**Objective:** Output all of the data below exactly as given.

**Data lines:**
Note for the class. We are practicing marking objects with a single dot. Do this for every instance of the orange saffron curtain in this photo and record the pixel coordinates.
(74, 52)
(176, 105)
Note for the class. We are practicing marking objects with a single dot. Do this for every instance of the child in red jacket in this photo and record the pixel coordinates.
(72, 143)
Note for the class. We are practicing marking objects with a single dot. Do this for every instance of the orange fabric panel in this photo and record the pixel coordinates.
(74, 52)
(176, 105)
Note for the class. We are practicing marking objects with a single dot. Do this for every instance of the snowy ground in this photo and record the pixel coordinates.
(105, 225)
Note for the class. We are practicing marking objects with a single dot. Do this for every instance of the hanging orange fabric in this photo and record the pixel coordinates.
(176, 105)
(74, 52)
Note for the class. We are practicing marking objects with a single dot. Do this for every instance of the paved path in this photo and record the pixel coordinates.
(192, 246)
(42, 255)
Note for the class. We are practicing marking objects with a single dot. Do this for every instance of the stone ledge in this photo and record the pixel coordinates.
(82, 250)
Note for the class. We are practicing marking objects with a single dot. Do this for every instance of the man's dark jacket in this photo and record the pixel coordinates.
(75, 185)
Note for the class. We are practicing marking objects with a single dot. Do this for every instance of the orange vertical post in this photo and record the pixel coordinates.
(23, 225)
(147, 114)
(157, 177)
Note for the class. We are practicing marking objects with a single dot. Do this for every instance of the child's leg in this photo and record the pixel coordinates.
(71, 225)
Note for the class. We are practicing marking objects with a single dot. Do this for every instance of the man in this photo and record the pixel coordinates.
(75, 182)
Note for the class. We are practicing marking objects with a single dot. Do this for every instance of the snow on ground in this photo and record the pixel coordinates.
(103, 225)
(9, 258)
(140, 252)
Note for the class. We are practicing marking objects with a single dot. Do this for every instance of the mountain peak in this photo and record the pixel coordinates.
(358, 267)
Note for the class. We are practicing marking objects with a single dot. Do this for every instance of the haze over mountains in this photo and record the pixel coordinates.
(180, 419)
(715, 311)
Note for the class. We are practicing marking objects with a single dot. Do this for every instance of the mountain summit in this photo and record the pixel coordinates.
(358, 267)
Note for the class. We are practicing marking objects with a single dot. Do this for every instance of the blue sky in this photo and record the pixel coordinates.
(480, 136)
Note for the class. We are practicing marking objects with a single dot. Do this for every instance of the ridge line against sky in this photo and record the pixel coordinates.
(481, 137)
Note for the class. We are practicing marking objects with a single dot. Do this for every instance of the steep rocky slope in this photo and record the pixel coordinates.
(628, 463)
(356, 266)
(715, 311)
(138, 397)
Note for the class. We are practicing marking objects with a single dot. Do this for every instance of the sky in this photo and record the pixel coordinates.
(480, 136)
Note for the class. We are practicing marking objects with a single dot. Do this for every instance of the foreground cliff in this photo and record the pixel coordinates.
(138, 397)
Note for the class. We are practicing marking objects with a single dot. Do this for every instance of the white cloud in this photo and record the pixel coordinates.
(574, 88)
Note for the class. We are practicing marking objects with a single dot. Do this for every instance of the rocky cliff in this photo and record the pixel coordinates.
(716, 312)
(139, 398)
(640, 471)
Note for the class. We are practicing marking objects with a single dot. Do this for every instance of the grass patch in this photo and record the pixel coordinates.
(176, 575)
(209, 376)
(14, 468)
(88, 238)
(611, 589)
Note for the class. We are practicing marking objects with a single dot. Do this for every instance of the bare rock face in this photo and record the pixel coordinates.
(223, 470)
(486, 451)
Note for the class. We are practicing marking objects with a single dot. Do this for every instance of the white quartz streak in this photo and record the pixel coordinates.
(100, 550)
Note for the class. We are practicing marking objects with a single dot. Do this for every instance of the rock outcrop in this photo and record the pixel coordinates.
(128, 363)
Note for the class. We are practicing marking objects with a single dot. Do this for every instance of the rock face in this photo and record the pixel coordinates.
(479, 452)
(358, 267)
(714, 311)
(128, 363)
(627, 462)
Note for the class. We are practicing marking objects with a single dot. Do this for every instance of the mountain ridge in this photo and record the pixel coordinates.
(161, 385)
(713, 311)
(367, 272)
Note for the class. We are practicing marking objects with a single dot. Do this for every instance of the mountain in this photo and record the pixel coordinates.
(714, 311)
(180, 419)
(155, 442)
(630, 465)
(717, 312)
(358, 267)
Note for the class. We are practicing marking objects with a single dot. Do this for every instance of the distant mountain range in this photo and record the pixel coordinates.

**Complete answer:**
Note for the class. We are practicing marking objects with a single dot. Do this for every instance of the orange saffron curtain in this photo and record the pixel coordinates.
(74, 52)
(176, 105)
Note for the class. We are practicing marking objects with a single dot. Do this for every instance of the child in red jacket in this photo and record the pixel coordinates.
(72, 143)
Note for the class. We are practicing marking objects with a single dot. Do this for every instance of the orange fabric panel in this photo and record the pixel coordinates.
(74, 52)
(176, 105)
Note for the class. We are practicing marking objects with a single dot. Do this for every instance of the snowy ground in this photo and record the pixel coordinates.
(105, 225)
Note for the class. We are practicing marking objects with a single dot. Do this for every instance of the hanging orange fabric in this photo and record the pixel coordinates.
(176, 105)
(74, 52)
Note for the class. We are practicing marking objects with a single dot. Do this for every instance of the paved path in this photo and record the pixel coordinates.
(192, 246)
(42, 255)
Note for the class. We are practicing marking objects with a single dot. Do this for every instance of the stone ledge in this photo and record the pixel coordinates.
(82, 250)
Note for the class. We are practicing marking objects with a single dot. Do this for every instance of the man's dark jacket in this photo and record the pixel coordinates.
(75, 185)
Note for the class. We are practicing marking objects with a single dot. Do this for every instance of the orange vertical post in this photo and record the pixel coordinates.
(23, 225)
(147, 114)
(157, 177)
Note for the class. We are practicing marking objects with a single dot. Do this for every instance of the child's leg in this photo and record the pixel coordinates.
(71, 225)
Note for the class. We are practicing marking objects with a single dot. Do this for every instance of the man in this photo and record the pixel coordinates.
(75, 182)
Note for the class. We are practicing marking objects with a single dot. Do this for every instance of the snow on ground in this photo and record the pixel coordinates.
(103, 225)
(9, 258)
(140, 252)
Note for the class. We are practicing marking objects with a single dot. Do this for every instance of the mountain peak in this photo and record the pixel coordinates.
(358, 267)
Note for the class. We are practicing marking objects with a single dot. Do this for every instance of the haze over mountains in this photo and record the pixel coordinates.
(180, 419)
(715, 311)
Note for the class. We are practicing marking objects with a single dot. Do this for every instance of the mountain summit in this photo and record the pixel coordinates.
(358, 267)
Note for the class. We are practicing marking objects with a single dot. Do this for every instance of the blue sky in this photo and record the pixel coordinates.
(480, 136)
Note for the class. We are practicing marking objects with a single dot. Do this for every instance of the ridge line against sky in this photo and record the pixel coordinates.
(481, 137)
Note for the class. We are practicing marking objects with a single dot. Do this for every instance of the steep rocky slope in this photo and record the pixel coordinates.
(628, 463)
(356, 266)
(715, 311)
(138, 397)
Note for the class. We are practicing marking objects with a single dot. Do this for every instance of the sky in this photo and record the pixel coordinates.
(480, 136)
Note for the class. We are practicing marking objects with a single dot. Do this for every instance of the foreground cliff in this photo and record the pixel coordinates.
(138, 397)
Note for the class. We are practicing marking objects with a single dot. Do this for every instance of the white cloud in this photo and record the pixel coordinates.
(574, 88)
Note for the class. We are practicing marking objects with a single dot. Do this for every instance of the rocky cliff in this photo and record the pixel coordinates.
(716, 312)
(139, 398)
(640, 471)
Note for the class. We are practicing marking objects with a single dot. Do this for every instance of the grass patch in this photo and record the pixel coordinates.
(176, 575)
(209, 376)
(14, 468)
(88, 238)
(611, 589)
Note for the class. We are practicing marking objects with a single dot. Do this for every instance of the bare rock face in this photo and record the pixel coordinates.
(223, 470)
(486, 451)
Note for the class. We are practicing marking objects with a single dot. Do this for every instance of the white quartz streak in this photo and record the pixel coordinates.
(100, 550)
Note for the class. We are practicing marking objects with a single dot. Do this for every instance of the rock outcrop in this photo and record the pixel coordinates.
(128, 363)
Note for the class. We are practicing marking objects with a single dot. Do this for every instance of the rock face in this photo and record the pixel coordinates.
(479, 452)
(358, 267)
(714, 311)
(128, 363)
(627, 462)
Note for the class. We are practicing marking objects with a single dot. Do this for every instance of the mountain ridge in this photo and record the pixel coordinates.
(161, 385)
(713, 311)
(367, 272)
Note for the class. We are practicing marking objects with a single dot. Do this for every instance of the mountain in this photo and record the pixel coordinates.
(714, 311)
(180, 419)
(155, 442)
(630, 465)
(717, 312)
(358, 267)
Note for the class. We are practicing marking objects with a single dot. Do this for every instance of the distant mountain range in this photo and record the pixel coordinates.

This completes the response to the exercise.